Excerpted passage
>>>
Sunday, 19 October 2014

QRP HomeBuilder QRT

Those of you who monitor the QRP-L list already will know that Todd Gale, ve7bpo, has taken down the QRP HomeBuilder website


This excellent resource has been a site of special interest to me over the years as the home of the Funster 40, which motivated my own Funster Plus rig.

Todd's work has always been of the very highest quality, being solid, evidence-based, honest engineering. It has been coloured in recent years by the introduction of some new dimensions of "comedy" or "character" which I don't claim to understand - but that doesn't change the core quality of Todd's offering.

Fortunately - although the website is no more - Todd has generously made an archive of the site available for download as a PDF. I don't know how complete that archive is - but it is there for all to capture, as I have done. Ironically, given that I referred to his excellent library for the Si5351 recently, Jason, nt7s is one of the people hosting the archive here.

Of course, QRP HomeBuilder is now removed from the links at the right hand side of is page - and the space that it has made in 'M0XPD's LINKS' has been occupied by Jason's 'Ripples in the Ether'.

We all owe Todd an enormous debt of gratitude for all he has done at QRP HomeBuilder - but, as Benard Ighner's song says,

Everything must change 
Nothing stays the same 
.... 
Nothing and no one goes unchanged 

Todd hasn't stayed the same - he has started a new initiative: Popcorn QRP , which takes its place in the links.

I look forward to continuing to learn from Todd's experiments.

...-.- de m0xpd

Sunday, 12 October 2014

Si5351 in the BITX

Having played with the little Si5351 device in the Adafruit breakout board last weekend, I took the opportunity to build it into a VFO system and attach it to a receiver...

The new VFO was functionally a re-work of the dual DDS system I put together for my BITX at the tail end of last year, even sharing the same breadboard and Arduino NANO controller I used in early experiments...


On the breadboard you can see (from left to right) the NANO, a rotary encoder for tuning and the Si5351 breakout board. The LCD reveals that the system is running a modified version of my dual DDS code, which led to the SPRAT article with Pete Juliano, n6qw, "RF Generation for Superhets". This code generates both "BFO" and "VFO" signals - thereby making use of two-of-three of the available oscillators on the Si5351.

The system worked FB - so I hooked it up to my experimental "Breadboard BITX" receiver for a test. Again, everything worked perfectly (once I had set up the code's implementation of the BFO to the correct frequency for the particular 10 MHz IF filter I had mounted at the time).

However, the implementation of the "VFO" system on its own separate solder-less breadboard, seen in the photo above, was all a bit clumsy - so I exploited the simplicity and small physical size offered by the new Si5351 signal generator and tidied things up...


Above you see a complete BITX receiver (that's to say - only the parts required to operate as a receiver are present but all of them are fully bi-directional) on a single plug-in breadboard. Antenna input at "top left", speaker output at the bottom.

An annotated picture will save a thousand further words of description ("BA" = Bidirectional Amplifier)...


As you see, I made a new plug-in tuning module, hosting a rotary encoder. What is not so clear from the picture is that on each side of the tuning knob are push buttons that drive the remainder of the user interface (moving the "cursor" to select tuning rate, navigating the menu structure, etc).
<<<
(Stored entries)
>>>
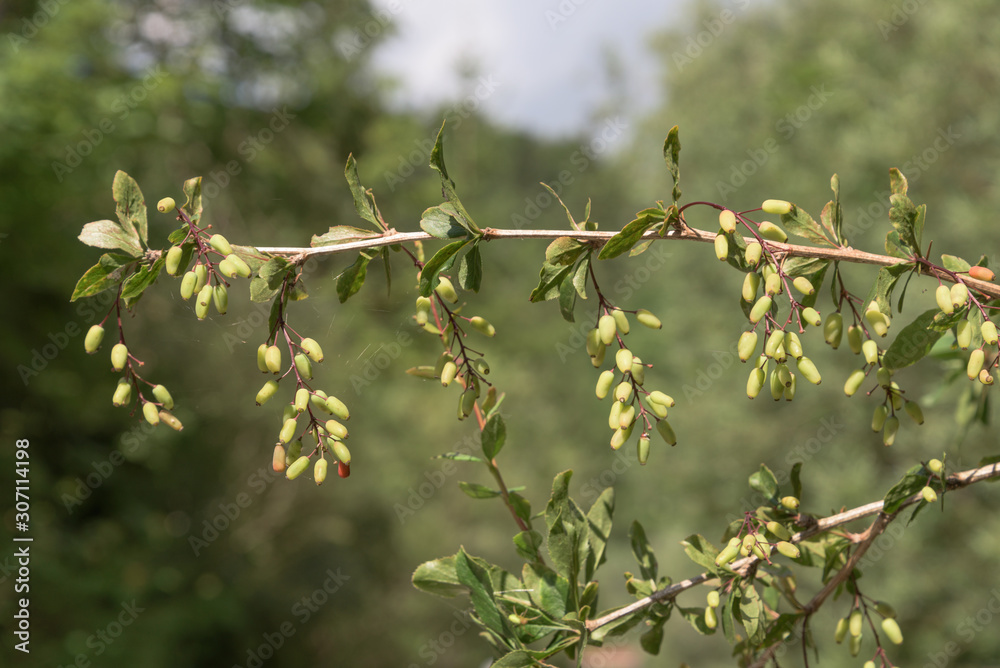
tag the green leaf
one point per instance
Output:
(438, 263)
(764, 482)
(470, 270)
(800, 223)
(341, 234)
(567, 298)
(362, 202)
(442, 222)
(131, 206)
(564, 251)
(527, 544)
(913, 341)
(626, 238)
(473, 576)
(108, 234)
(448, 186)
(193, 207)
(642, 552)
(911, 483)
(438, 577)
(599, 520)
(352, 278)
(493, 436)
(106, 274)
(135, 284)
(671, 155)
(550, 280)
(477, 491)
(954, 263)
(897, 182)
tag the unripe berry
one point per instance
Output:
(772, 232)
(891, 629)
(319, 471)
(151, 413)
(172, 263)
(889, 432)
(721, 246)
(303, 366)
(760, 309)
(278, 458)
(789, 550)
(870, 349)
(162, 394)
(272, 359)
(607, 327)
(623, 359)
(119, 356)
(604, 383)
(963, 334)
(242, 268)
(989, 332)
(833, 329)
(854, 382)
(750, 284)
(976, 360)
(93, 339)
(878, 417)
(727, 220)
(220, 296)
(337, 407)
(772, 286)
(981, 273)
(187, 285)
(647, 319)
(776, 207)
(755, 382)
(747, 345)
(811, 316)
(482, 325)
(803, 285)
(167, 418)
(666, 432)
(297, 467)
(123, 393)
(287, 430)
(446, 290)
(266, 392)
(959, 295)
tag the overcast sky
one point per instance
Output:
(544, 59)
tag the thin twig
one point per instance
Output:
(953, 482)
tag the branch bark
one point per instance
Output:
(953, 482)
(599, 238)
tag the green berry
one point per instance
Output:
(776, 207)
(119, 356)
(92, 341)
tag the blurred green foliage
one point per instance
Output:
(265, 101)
<<<
>>>
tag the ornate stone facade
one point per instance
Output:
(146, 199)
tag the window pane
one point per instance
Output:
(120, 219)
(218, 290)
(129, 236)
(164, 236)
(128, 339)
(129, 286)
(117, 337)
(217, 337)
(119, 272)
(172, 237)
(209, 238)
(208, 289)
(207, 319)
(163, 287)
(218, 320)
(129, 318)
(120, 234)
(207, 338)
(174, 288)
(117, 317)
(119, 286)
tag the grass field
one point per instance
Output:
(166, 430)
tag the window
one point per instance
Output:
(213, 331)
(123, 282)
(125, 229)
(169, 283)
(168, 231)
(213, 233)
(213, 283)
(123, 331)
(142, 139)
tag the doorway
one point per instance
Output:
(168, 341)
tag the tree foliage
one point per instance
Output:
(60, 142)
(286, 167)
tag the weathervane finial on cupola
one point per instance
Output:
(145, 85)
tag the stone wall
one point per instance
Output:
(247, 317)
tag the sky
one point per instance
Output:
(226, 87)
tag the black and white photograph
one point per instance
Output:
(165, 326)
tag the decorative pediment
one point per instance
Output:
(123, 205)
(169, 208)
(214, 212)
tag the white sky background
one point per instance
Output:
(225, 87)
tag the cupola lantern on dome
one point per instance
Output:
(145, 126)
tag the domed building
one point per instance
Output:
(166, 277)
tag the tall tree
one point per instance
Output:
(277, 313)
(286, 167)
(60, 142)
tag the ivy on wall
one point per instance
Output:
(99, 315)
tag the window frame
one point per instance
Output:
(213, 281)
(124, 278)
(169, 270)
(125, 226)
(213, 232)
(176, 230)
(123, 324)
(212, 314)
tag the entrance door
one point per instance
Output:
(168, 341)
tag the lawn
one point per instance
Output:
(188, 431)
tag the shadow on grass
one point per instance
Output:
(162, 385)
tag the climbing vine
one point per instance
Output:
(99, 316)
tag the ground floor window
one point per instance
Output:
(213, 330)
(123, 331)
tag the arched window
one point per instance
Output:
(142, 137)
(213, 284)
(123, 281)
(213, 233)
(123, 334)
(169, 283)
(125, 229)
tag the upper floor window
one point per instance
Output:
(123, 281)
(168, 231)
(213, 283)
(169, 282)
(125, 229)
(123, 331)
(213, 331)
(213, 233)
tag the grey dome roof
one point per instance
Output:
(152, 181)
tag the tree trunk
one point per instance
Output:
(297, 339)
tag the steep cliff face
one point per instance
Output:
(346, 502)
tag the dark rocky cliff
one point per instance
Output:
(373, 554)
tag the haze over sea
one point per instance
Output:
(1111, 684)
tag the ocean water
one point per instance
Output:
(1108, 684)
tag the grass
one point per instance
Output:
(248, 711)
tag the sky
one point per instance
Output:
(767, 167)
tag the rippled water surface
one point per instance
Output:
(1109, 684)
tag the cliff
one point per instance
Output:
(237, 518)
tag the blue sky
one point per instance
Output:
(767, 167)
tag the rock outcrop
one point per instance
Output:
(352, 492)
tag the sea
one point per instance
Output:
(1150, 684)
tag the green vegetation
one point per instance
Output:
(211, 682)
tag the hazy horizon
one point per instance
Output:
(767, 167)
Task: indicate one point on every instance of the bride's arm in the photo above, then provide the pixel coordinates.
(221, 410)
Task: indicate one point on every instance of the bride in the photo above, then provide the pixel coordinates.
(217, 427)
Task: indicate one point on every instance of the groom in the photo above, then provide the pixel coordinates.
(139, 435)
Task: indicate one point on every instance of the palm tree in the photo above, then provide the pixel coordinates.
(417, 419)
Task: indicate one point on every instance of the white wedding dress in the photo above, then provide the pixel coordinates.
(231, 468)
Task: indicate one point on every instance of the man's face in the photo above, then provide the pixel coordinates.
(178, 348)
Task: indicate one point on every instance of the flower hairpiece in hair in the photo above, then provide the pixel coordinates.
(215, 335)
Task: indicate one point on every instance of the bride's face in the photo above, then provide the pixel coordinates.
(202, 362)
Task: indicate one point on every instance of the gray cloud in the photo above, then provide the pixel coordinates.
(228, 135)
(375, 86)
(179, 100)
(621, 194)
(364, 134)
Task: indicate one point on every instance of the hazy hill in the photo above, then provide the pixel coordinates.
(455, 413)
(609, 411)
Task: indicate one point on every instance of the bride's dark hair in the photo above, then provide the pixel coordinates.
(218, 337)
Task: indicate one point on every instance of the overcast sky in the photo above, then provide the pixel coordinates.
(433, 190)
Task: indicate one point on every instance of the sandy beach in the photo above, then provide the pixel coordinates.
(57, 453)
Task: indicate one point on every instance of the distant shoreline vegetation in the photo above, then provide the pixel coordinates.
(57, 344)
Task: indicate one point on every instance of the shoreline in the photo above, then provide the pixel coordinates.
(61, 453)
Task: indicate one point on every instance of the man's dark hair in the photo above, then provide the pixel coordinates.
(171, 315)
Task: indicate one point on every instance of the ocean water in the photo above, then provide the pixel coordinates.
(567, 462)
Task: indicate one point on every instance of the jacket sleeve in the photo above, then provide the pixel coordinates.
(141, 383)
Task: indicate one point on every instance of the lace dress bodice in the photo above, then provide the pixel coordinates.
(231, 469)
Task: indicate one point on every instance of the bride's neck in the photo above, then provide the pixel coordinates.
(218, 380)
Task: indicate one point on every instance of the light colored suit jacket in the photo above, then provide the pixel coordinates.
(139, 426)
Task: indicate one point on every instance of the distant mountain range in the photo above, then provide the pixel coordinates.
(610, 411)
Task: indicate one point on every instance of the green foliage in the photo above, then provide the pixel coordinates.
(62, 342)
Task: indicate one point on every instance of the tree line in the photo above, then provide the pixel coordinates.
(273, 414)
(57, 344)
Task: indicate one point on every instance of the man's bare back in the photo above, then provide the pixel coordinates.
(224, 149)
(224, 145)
<<<
Problem details
Reproduce the stretch of the radio blog excerpt from "Those of you" through "Funster Plus rig.".

Exercise response
Those of you who monitor the QRP-L list already will know that Todd Gale, ve7bpo, has taken down the QRP HomeBuilder website


This excellent resource has been a site of special interest to me over the years as the home of the Funster 40, which motivated my own Funster Plus rig.